*Exercise goal*
Extract every line below that contains the word "pair".

*Input for this task*
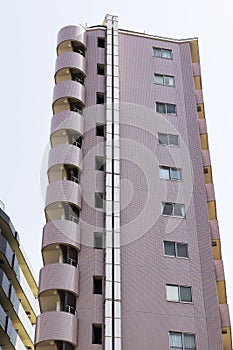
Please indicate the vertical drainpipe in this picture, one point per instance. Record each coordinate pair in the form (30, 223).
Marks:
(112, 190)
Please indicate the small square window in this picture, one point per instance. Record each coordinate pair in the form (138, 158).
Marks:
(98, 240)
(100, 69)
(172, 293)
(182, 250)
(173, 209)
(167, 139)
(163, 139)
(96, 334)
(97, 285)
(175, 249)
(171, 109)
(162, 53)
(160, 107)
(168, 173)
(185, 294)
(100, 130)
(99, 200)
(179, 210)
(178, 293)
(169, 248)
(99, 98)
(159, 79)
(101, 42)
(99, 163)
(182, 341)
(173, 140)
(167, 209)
...
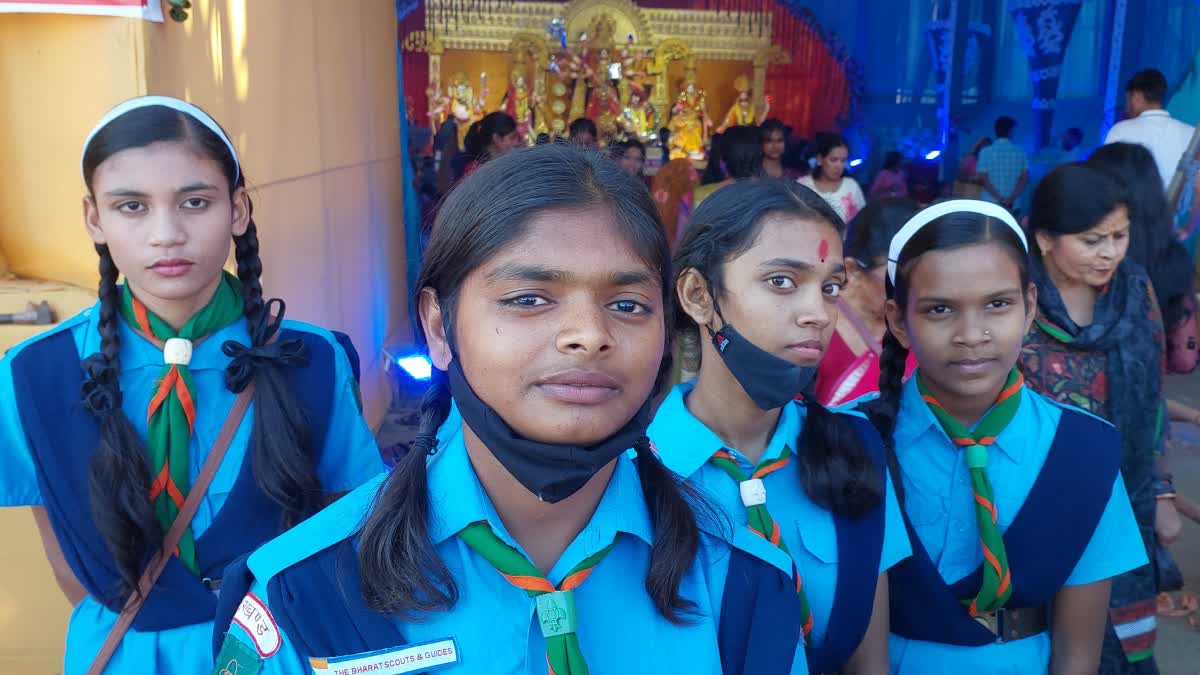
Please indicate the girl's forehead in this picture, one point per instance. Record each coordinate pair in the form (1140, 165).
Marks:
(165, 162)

*Response to this exercise*
Please indicate the vertical drainpipe in this picture, one point per instance. Record each coordinate pair in the form (30, 223).
Please indicate the small square window in this picture, one point per instance. Record each coordinate pair in the form (138, 158).
Please indicate the girl's forehead in this picture, one point per instance. Record each coordinate pair in the form (1140, 165).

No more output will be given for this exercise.